■ **Instructions for the task**
Could you output every line of the material below as a JSON array of strings, one string per line, leaving out blank lines?

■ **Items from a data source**

###

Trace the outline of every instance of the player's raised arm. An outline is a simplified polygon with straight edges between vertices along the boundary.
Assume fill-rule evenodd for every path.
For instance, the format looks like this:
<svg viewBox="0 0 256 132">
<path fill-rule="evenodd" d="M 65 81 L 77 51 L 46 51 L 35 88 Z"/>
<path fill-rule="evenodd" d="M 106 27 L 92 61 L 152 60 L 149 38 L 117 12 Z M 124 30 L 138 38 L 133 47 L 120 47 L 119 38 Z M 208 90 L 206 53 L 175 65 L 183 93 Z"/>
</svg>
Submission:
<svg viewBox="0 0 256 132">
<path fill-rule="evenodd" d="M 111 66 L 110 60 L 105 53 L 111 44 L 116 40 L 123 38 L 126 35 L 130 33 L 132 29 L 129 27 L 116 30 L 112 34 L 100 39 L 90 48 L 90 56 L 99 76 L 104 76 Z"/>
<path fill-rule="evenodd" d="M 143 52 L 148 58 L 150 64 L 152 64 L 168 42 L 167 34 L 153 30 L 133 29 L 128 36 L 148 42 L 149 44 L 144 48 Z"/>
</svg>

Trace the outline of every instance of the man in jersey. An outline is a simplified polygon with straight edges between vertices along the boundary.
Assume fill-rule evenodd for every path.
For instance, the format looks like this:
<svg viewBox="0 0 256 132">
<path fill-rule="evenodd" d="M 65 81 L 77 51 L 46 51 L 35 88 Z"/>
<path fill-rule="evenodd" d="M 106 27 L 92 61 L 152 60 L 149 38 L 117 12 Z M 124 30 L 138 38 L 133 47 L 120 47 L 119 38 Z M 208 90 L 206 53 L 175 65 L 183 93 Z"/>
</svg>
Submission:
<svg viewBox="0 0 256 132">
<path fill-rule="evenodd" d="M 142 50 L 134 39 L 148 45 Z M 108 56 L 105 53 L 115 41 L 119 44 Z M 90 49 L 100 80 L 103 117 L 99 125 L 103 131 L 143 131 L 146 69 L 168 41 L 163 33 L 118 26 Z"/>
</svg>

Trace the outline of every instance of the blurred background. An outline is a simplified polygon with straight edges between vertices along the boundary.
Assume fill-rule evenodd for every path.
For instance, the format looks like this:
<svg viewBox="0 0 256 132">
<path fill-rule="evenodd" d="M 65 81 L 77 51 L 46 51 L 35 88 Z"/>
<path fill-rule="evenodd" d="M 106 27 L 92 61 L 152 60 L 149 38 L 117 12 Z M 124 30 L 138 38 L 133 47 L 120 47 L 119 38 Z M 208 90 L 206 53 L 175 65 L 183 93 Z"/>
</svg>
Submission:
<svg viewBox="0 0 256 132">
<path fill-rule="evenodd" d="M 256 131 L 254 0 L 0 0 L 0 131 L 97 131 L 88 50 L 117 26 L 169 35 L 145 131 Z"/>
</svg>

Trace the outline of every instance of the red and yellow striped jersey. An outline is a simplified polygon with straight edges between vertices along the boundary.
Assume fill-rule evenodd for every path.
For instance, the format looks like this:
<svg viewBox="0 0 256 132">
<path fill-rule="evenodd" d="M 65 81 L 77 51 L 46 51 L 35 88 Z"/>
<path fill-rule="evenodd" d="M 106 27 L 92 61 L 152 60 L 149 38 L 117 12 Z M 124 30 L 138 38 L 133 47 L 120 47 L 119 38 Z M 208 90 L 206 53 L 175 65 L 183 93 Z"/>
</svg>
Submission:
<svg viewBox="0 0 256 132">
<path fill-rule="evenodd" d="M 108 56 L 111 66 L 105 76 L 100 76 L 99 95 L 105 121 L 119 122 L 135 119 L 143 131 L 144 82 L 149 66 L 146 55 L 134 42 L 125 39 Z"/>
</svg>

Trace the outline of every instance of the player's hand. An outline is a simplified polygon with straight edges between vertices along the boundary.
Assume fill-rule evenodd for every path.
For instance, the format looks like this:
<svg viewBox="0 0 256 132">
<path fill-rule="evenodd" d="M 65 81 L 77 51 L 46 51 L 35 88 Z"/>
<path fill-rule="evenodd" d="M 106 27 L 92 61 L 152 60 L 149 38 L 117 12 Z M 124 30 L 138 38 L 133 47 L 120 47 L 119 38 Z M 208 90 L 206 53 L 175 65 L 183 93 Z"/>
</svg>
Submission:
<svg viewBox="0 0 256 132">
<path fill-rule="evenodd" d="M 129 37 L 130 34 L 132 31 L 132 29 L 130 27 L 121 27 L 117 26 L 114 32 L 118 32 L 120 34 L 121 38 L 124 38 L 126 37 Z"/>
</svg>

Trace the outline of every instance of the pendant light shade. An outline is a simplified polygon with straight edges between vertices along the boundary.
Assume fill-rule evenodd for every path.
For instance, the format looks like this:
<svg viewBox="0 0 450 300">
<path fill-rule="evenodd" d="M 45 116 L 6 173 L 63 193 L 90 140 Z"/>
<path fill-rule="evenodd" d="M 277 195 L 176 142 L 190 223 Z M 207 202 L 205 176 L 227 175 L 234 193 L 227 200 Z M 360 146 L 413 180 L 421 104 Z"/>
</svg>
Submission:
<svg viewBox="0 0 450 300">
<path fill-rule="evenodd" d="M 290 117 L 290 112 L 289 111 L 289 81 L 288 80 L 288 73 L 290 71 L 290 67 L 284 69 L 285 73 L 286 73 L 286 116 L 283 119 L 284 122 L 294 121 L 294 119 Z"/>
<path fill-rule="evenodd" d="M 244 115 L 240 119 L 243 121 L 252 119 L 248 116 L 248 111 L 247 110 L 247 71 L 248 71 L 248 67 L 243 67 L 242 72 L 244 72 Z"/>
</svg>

###

■ **Response for this exercise**
[
  "Trace the outline of every instance of the player's raised arm. An outline is a simplified polygon with straight edges between vertices along the boundary.",
  "Assume fill-rule evenodd for every path.",
  "For instance, the format looks like this:",
  "<svg viewBox=\"0 0 256 132\">",
  "<path fill-rule=\"evenodd\" d=\"M 65 81 L 77 51 L 46 51 L 35 88 Z\"/>",
  "<path fill-rule=\"evenodd\" d=\"M 106 27 L 92 61 L 152 60 L 149 38 L 117 12 Z M 124 30 L 138 38 L 133 47 L 120 47 L 119 38 Z M 208 90 L 206 53 L 175 65 L 183 93 Z\"/>",
  "</svg>",
  "Submission:",
  "<svg viewBox=\"0 0 256 132\">",
  "<path fill-rule=\"evenodd\" d=\"M 111 66 L 110 60 L 105 53 L 111 44 L 116 40 L 123 38 L 126 35 L 130 33 L 132 29 L 129 27 L 116 30 L 112 34 L 100 39 L 90 48 L 90 56 L 99 76 L 104 76 Z\"/>",
  "<path fill-rule=\"evenodd\" d=\"M 143 52 L 148 58 L 150 64 L 152 64 L 168 42 L 167 34 L 153 30 L 133 29 L 128 36 L 148 42 L 149 44 L 144 48 Z\"/>",
  "</svg>",
  "Trace the outline of every instance of the man in jersey. An outline is a simplified polygon with straight edges between vertices along the boundary.",
  "Assume fill-rule evenodd for every path.",
  "For instance, the format looks like this:",
  "<svg viewBox=\"0 0 256 132\">",
  "<path fill-rule=\"evenodd\" d=\"M 65 81 L 77 51 L 46 51 L 35 88 Z\"/>",
  "<path fill-rule=\"evenodd\" d=\"M 106 27 L 92 61 L 152 60 L 149 38 L 117 12 Z M 124 30 L 138 38 L 133 47 L 120 47 L 119 38 Z M 208 90 L 206 53 L 175 65 L 183 93 Z\"/>",
  "</svg>",
  "Submission:",
  "<svg viewBox=\"0 0 256 132\">",
  "<path fill-rule=\"evenodd\" d=\"M 142 50 L 134 39 L 148 45 Z M 108 56 L 105 53 L 115 41 L 119 44 Z M 90 49 L 100 80 L 103 117 L 99 125 L 103 131 L 143 131 L 146 69 L 168 41 L 163 33 L 118 26 Z\"/>",
  "</svg>",
  "Trace the outline of every instance of the blurred background. An outline is a simplified polygon with straight edges between vertices along the boundary.",
  "Assume fill-rule evenodd for every path.",
  "For instance, the format looks like this:",
  "<svg viewBox=\"0 0 256 132\">",
  "<path fill-rule=\"evenodd\" d=\"M 65 81 L 77 51 L 46 51 L 35 88 Z\"/>",
  "<path fill-rule=\"evenodd\" d=\"M 106 27 L 92 61 L 152 60 L 149 38 L 117 12 Z M 124 30 L 138 38 L 133 47 L 120 47 L 119 38 Z M 208 90 L 206 53 L 175 65 L 183 93 Z\"/>",
  "</svg>",
  "Submission:",
  "<svg viewBox=\"0 0 256 132\">",
  "<path fill-rule=\"evenodd\" d=\"M 256 131 L 254 0 L 0 0 L 0 131 L 97 131 L 88 50 L 117 26 L 169 35 L 145 131 Z\"/>",
  "</svg>",
  "Trace the outline of every instance of the red and yellow striped jersey. An outline is a simplified polygon with straight edges between vertices along the boundary.",
  "Assume fill-rule evenodd for every path.",
  "For instance, the format looks like this:",
  "<svg viewBox=\"0 0 256 132\">",
  "<path fill-rule=\"evenodd\" d=\"M 65 81 L 77 51 L 46 51 L 35 88 Z\"/>",
  "<path fill-rule=\"evenodd\" d=\"M 106 27 L 92 61 L 152 60 L 149 38 L 117 12 Z M 124 30 L 138 38 L 133 47 L 120 47 L 119 38 Z M 208 90 L 206 53 L 175 65 L 183 93 Z\"/>",
  "</svg>",
  "Submission:",
  "<svg viewBox=\"0 0 256 132\">",
  "<path fill-rule=\"evenodd\" d=\"M 108 56 L 111 66 L 105 76 L 100 76 L 99 95 L 105 121 L 119 122 L 135 119 L 143 131 L 144 82 L 149 66 L 146 55 L 134 42 L 125 39 Z\"/>",
  "</svg>",
  "Trace the outline of every instance of the player's hand. An outline is a simplified polygon with straight edges between vertices along the boundary.",
  "Assume fill-rule evenodd for every path.",
  "For instance, the format looks like this:",
  "<svg viewBox=\"0 0 256 132\">",
  "<path fill-rule=\"evenodd\" d=\"M 65 81 L 77 51 L 46 51 L 35 88 Z\"/>",
  "<path fill-rule=\"evenodd\" d=\"M 106 27 L 92 61 L 152 60 L 149 38 L 117 12 Z M 124 30 L 138 38 L 133 47 L 120 47 L 119 38 Z M 208 90 L 206 53 L 175 65 L 183 93 Z\"/>",
  "</svg>",
  "Submission:",
  "<svg viewBox=\"0 0 256 132\">",
  "<path fill-rule=\"evenodd\" d=\"M 129 37 L 130 34 L 132 31 L 132 29 L 130 27 L 121 27 L 117 26 L 114 32 L 118 32 L 120 34 L 121 38 L 124 38 L 126 37 Z\"/>",
  "</svg>",
  "Trace the outline of every instance of the pendant light shade. An outline is a simplified polygon with straight edges between vertices along the boundary.",
  "Assume fill-rule evenodd for every path.",
  "For instance, the format looks like this:",
  "<svg viewBox=\"0 0 450 300\">",
  "<path fill-rule=\"evenodd\" d=\"M 45 116 L 6 173 L 63 193 L 90 140 Z\"/>",
  "<path fill-rule=\"evenodd\" d=\"M 277 195 L 176 142 L 190 223 Z M 207 202 L 205 176 L 227 175 L 234 193 L 227 200 Z M 360 146 L 413 180 L 421 104 Z\"/>",
  "</svg>",
  "Submission:",
  "<svg viewBox=\"0 0 450 300\">",
  "<path fill-rule=\"evenodd\" d=\"M 290 117 L 290 112 L 289 111 L 289 81 L 288 80 L 288 73 L 290 71 L 290 67 L 284 69 L 285 73 L 286 73 L 286 116 L 283 119 L 284 122 L 294 121 L 294 119 Z\"/>",
  "<path fill-rule=\"evenodd\" d=\"M 244 115 L 240 119 L 243 121 L 252 119 L 248 116 L 248 111 L 247 110 L 247 71 L 248 71 L 248 67 L 243 67 L 242 72 L 244 72 Z\"/>",
  "</svg>"
]